Document section —
==================================================

= Juven =

Medical food used to treat muscle wasting associated with AIDS or cancer

Juven is a medical food that is manufactured by Abbott Laboratories and used to provide nutritional support under the care of a physician in individuals with muscle wasting due to AIDS or cancer, to promote wound healing following surgery or injury, or when otherwise recommended by a medical professional. It is a powdered nutritional supplement that contains 3 grams of calcium β-hydroxy β-methylbutyrate, 14 grams of -arginine, and 14 grams of -glutamine per two daily servings.

Juven has been shown to increase lean body mass during clinical trials in individuals with AIDS and cancer, but not rheumatoid cachexia. Clinical trials with Juven for AIDS have also demonstrated improvements in immune status, as measured by a reduced HIV viral load relative to controls and higher CD3^{+} and CD8^{+} cell counts. The efficacy of Juven for the treatment of cancer cachexia was also examined in a phase 3 clinical trial which found a strong trend (i.e., p=.08) for an improvement in lean body mass relative to controls; however, according to the authors of the trial itself and a systematic review that included it, the trial did not adequately test the ability of Juven to prevent or reverse the loss of lean body mass in individuals with cancer cachexia since the majority of participants did not complete the study. Further research involving the treatment of cancer cachexia with Juven over a period of several months is required to adequately determine treatment efficacy.

==================================================

Data for analysis —
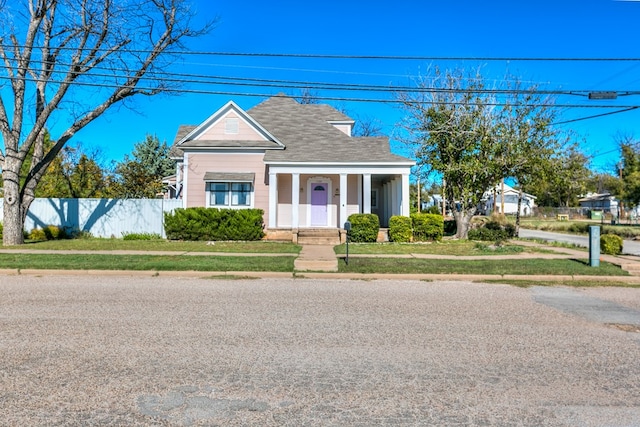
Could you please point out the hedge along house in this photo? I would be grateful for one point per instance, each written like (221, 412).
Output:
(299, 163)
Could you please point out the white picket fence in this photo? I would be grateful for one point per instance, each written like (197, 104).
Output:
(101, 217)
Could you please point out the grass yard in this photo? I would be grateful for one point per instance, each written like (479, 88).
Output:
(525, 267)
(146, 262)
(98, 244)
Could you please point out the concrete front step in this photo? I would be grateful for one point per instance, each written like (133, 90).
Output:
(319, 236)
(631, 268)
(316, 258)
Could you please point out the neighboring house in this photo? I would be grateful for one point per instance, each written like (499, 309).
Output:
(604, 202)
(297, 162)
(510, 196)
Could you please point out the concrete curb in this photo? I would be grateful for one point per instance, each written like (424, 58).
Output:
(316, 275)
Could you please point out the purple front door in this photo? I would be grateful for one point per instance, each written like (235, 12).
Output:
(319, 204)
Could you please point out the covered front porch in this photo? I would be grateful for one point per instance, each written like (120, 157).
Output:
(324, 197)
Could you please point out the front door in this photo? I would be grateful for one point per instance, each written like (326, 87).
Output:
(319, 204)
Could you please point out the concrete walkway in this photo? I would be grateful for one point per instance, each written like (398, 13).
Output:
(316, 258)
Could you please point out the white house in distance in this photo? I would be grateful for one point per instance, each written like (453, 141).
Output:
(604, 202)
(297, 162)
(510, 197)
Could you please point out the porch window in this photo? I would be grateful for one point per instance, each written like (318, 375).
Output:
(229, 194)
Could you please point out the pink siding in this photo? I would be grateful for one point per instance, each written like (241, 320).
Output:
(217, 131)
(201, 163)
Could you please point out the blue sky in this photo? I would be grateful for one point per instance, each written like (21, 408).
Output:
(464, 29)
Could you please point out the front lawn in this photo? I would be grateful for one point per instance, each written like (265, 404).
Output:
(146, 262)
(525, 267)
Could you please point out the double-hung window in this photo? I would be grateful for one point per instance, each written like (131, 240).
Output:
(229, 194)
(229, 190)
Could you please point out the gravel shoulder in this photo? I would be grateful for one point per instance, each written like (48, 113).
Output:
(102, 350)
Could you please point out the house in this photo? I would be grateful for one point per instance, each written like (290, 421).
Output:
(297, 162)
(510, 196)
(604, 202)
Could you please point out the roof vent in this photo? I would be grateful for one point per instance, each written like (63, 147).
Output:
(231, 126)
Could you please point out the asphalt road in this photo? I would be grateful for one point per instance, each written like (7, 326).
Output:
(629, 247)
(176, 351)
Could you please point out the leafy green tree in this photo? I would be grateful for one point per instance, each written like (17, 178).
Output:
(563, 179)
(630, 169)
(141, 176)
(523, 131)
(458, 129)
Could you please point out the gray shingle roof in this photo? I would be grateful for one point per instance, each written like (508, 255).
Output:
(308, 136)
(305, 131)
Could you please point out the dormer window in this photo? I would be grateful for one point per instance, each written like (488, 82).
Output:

==================================================

Task goal — List every condition named in the Juven article for which clinical trials examined Juven's effect on lean body mass. The lines that accompany this text were drawn from an unrelated source.

Solution for this exercise — AIDS, cancer (including cancer cachexia), and rheumatoid cachexia.